Count the lines in the listing below that contain the string "white". Reply with that number alone.

● **Provided information**:
|---|

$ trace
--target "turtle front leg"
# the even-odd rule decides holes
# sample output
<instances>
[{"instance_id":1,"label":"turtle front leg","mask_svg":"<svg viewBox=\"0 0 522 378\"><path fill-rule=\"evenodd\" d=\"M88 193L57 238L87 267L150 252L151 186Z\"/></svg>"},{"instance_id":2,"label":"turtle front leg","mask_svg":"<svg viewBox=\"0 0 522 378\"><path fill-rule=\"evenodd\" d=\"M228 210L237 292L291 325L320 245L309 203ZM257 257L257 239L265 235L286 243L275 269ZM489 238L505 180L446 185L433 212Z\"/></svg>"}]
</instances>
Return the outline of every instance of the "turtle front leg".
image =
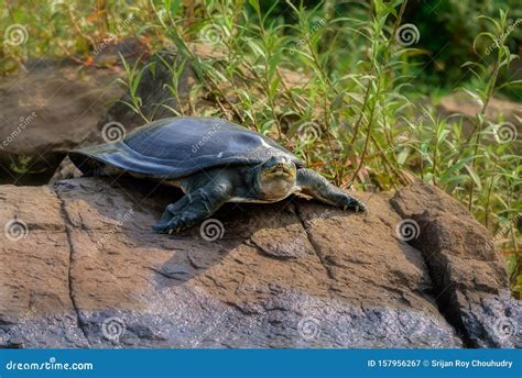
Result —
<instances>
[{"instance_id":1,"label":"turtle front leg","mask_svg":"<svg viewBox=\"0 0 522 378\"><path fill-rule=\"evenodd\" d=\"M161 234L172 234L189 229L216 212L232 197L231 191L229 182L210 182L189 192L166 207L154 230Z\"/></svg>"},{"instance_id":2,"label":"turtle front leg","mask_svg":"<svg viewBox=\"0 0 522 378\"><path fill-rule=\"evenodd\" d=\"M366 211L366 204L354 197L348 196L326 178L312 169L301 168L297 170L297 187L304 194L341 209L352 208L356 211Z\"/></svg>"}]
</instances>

|---|

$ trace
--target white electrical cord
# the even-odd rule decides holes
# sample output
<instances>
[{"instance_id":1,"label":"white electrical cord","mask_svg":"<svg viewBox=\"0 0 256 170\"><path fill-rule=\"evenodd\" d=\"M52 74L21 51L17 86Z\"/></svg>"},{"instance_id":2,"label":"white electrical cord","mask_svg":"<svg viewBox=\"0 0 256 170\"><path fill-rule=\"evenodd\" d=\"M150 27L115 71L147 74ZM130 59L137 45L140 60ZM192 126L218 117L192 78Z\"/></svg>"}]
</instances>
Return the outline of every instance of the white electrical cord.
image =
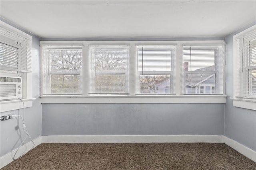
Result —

|---|

● **Solution**: 3